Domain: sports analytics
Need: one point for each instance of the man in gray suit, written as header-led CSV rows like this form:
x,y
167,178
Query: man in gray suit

-.-.-

Your answer should be the data above, retyped exactly.

Solution =>
Domain: sports analytics
Need: one point for each instance of the man in gray suit, written as header-led CSV rows like this form:
x,y
167,178
Query: man in gray suit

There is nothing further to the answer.